Give the count of lines in the data that include the string "wall", with no added remarks.
##### PROVIDED ENTRIES #####
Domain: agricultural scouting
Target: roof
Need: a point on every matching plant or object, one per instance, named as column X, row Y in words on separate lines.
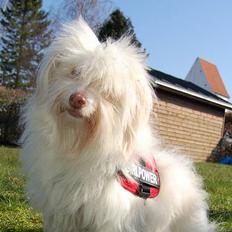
column 213, row 77
column 174, row 84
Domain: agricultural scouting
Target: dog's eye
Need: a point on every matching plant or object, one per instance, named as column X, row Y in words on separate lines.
column 75, row 73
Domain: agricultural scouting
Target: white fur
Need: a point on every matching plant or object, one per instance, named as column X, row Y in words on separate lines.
column 71, row 163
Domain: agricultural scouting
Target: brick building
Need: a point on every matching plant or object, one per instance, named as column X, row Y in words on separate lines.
column 188, row 116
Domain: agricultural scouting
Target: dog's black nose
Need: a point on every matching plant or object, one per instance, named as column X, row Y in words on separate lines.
column 77, row 100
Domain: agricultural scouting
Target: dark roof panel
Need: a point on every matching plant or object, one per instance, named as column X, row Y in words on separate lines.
column 157, row 75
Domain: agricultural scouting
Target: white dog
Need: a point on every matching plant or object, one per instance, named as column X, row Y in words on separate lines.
column 87, row 124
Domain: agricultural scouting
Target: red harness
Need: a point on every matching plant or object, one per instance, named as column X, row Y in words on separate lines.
column 145, row 181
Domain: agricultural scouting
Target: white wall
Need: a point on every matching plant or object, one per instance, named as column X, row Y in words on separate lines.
column 197, row 76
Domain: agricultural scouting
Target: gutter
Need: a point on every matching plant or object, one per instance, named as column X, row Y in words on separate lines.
column 192, row 94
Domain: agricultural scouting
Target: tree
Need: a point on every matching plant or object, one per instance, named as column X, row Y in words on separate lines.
column 26, row 35
column 93, row 12
column 116, row 26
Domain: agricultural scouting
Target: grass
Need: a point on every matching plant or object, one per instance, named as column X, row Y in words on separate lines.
column 15, row 213
column 17, row 216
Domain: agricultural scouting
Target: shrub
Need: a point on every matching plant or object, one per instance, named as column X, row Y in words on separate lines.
column 10, row 103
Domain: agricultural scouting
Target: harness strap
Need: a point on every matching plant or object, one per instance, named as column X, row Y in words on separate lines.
column 145, row 181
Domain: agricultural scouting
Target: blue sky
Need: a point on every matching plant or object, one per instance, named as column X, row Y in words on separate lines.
column 176, row 32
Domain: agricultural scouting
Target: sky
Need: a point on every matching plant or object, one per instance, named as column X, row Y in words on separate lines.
column 176, row 32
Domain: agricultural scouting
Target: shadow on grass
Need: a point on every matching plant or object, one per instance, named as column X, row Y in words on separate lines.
column 217, row 214
column 20, row 230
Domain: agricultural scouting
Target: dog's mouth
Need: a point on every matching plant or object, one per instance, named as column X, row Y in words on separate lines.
column 76, row 113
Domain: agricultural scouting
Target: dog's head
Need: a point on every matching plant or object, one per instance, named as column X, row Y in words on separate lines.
column 102, row 88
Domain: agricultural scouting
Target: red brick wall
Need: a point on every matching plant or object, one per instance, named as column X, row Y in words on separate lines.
column 194, row 127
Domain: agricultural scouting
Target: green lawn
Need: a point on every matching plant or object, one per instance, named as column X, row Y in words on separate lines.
column 17, row 216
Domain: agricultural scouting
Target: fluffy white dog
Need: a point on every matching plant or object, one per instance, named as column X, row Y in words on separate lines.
column 88, row 122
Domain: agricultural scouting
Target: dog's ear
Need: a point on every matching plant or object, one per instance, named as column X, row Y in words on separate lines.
column 74, row 38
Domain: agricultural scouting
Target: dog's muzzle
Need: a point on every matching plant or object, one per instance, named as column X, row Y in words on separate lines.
column 77, row 102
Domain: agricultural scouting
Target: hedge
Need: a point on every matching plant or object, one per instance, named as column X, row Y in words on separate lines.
column 11, row 101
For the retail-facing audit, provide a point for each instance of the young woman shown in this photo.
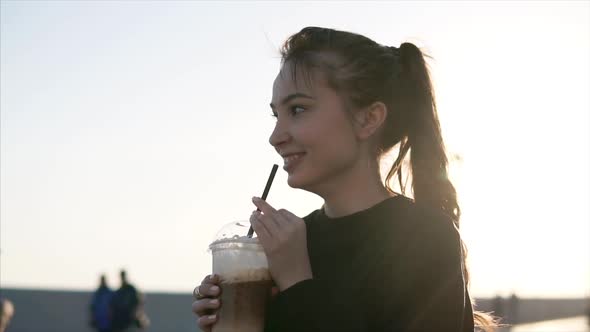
#####
FINISHED EXERCISE
2